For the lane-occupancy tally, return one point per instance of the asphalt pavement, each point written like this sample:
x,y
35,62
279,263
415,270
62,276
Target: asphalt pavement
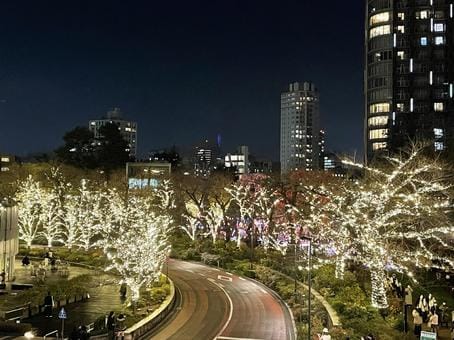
x,y
215,304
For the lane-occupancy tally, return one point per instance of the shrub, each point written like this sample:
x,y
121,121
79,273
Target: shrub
x,y
12,327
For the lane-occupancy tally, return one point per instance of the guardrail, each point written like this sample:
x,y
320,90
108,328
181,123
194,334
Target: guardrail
x,y
18,313
144,326
334,319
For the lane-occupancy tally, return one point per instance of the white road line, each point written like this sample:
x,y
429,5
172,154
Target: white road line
x,y
230,313
230,338
224,278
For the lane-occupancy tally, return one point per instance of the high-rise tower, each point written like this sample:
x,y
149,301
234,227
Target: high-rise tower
x,y
300,128
409,74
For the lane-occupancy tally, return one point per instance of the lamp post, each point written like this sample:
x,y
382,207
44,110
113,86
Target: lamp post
x,y
309,279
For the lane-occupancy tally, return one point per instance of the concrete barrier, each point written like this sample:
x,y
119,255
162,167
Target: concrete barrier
x,y
144,326
147,324
334,319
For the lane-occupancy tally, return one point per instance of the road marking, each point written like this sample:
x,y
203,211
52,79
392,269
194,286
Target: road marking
x,y
230,313
230,338
224,278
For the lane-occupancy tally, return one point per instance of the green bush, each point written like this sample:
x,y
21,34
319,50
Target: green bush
x,y
12,327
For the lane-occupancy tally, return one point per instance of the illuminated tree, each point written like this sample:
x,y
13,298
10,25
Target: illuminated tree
x,y
137,243
50,217
29,197
72,221
91,214
397,218
215,219
52,206
193,223
244,197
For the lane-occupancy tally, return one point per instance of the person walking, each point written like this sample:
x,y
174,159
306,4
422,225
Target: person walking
x,y
26,260
48,305
111,325
417,322
433,322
--*--
* Instructions for the task
Copy each line in full and exactly, omitting any picture.

* Finished task
For the lane-occupancy tally, return one point per instance of the asphalt pavement, each point written like this sample:
x,y
35,62
279,263
415,270
62,276
Target: asphalt pavement
x,y
215,304
For the lane-occupancy tally, return one point per instance of the shrub, each point written like this sample:
x,y
121,121
79,273
Target: shrub
x,y
12,327
For the lane-occupancy tally, return one point per instance of the guardrail, each point written like this sample:
x,y
320,90
108,328
181,123
194,334
Target: guardrail
x,y
18,313
144,326
334,319
For the lane-occupancy tally, return one point per instance of the white road line, each point written like this sample:
x,y
429,5
172,154
Target: white road line
x,y
230,313
230,338
224,278
For the lane-occupancy tally, return one point per instance of the high-rise tower, each point written like this sample:
x,y
149,301
234,227
Target: high-rise tower
x,y
300,128
409,74
For the lane-occupancy tally, return one point per instance of the lamp post, each point written like this sample:
x,y
382,207
44,110
113,86
Target: lamp post
x,y
309,279
For the lane-occupancy tally, return one point per instance of the concrete barrier, each point written like this sample:
x,y
119,255
162,167
Target: concrete barrier
x,y
144,326
147,324
334,319
For the lane-occupancy tally, return one point per instance of the road marking, each point written like this sample:
x,y
203,211
52,79
392,269
194,286
Target: road marking
x,y
230,313
230,338
224,278
For the lane-occupancy tally, return one point per instance of the green bush, each point written like this sample:
x,y
21,34
319,50
Target: green bush
x,y
12,327
For the lane-occupancy tally, return one point per instance of the illuminated tree, each point written like this sample:
x,y
13,298
10,25
Target: illuminated tree
x,y
137,243
50,217
29,197
72,221
91,214
397,218
215,219
52,206
193,223
244,197
For the lane-occupancy tally, return one point per instance of the person walking, each point written like this sample:
x,y
174,159
306,4
422,225
Target: person walking
x,y
26,260
48,305
111,325
417,322
433,322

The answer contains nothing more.